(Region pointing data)
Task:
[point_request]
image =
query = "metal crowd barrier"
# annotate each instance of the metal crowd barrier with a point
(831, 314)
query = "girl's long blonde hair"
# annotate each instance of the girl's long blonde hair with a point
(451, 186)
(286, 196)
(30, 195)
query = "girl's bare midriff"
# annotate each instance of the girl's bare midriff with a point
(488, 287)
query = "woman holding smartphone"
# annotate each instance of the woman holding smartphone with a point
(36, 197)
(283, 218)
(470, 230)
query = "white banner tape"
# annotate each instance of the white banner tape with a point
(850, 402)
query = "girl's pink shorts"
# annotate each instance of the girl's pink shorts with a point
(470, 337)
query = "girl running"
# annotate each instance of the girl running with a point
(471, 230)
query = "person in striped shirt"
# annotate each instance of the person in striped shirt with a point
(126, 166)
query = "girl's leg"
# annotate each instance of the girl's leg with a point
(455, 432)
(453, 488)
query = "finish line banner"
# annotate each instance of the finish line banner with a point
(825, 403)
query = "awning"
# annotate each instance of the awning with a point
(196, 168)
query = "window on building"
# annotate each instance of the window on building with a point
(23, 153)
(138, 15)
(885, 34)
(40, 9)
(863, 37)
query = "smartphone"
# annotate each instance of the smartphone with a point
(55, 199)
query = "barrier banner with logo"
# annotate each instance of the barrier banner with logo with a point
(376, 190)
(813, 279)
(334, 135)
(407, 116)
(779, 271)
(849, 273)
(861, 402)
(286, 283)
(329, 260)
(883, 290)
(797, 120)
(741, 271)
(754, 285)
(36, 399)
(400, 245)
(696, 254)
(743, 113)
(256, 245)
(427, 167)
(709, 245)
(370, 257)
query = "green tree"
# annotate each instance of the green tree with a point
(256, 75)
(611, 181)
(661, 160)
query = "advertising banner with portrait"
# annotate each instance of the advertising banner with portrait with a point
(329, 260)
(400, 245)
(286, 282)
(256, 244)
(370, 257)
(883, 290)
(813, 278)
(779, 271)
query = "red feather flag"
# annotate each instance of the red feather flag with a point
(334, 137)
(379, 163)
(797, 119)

EXERCISE BRIEF:
Each of the lines above should be printed again precisely as it reads.

ANSWER FOR THIS EXERCISE:
Task:
[point_request]
image =
query = "metal crowd barrier"
# annotate each instance of the metal crowd barrier with a point
(831, 314)
query = "girl's long blonde hair"
# annotate each instance of the girl's long blonde hair with a point
(451, 186)
(286, 196)
(30, 195)
query = "girl's bare midriff"
# annotate each instance of the girl's bare midriff with a point
(488, 287)
query = "woman holding smartphone"
# annotate each instance of the woman holding smartphone with a point
(36, 197)
(283, 218)
(470, 230)
query = "white banner tape"
# annotate each instance of the white banner tape with a point
(850, 402)
query = "girl's pink shorts"
# annotate each instance of the girl's pink shorts with a point
(470, 337)
query = "girl running"
# annotate each instance of the girl running with a point
(471, 230)
query = "person in striped shirt"
# annotate each instance of the person in striped shirt with a point
(126, 166)
query = "girl's leg"
# annotate each instance of the girl's leg with a point
(455, 432)
(453, 488)
query = "finish line banner"
# annotate each instance of the finish line banner with a point
(825, 403)
query = "awning"
# annotate each instance of the awning with a point
(196, 168)
query = "window on building"
# annotate each instance of the window on building with a point
(23, 153)
(138, 15)
(885, 34)
(40, 9)
(863, 37)
query = "smartphone"
# annotate each instance of the smartphone with a point
(55, 199)
query = "barrier banner with logo"
# annotate each instance of the barrier banner with logo with a point
(376, 190)
(813, 279)
(334, 135)
(407, 116)
(779, 271)
(849, 273)
(861, 402)
(286, 283)
(329, 260)
(883, 290)
(797, 120)
(741, 271)
(754, 285)
(36, 399)
(400, 245)
(696, 254)
(743, 113)
(256, 245)
(427, 167)
(709, 245)
(370, 257)
query = "green tree"
# annotate each instance of the green tree with a point
(256, 75)
(611, 181)
(661, 160)
query = "advertising banner with portrait"
# annotate each instance of the advertising banner with portrait with a point
(329, 260)
(400, 245)
(286, 282)
(256, 244)
(370, 257)
(883, 290)
(813, 278)
(779, 271)
query = "red feather flag"
# annotate each instance of the red feather flag with a point
(334, 137)
(379, 163)
(797, 119)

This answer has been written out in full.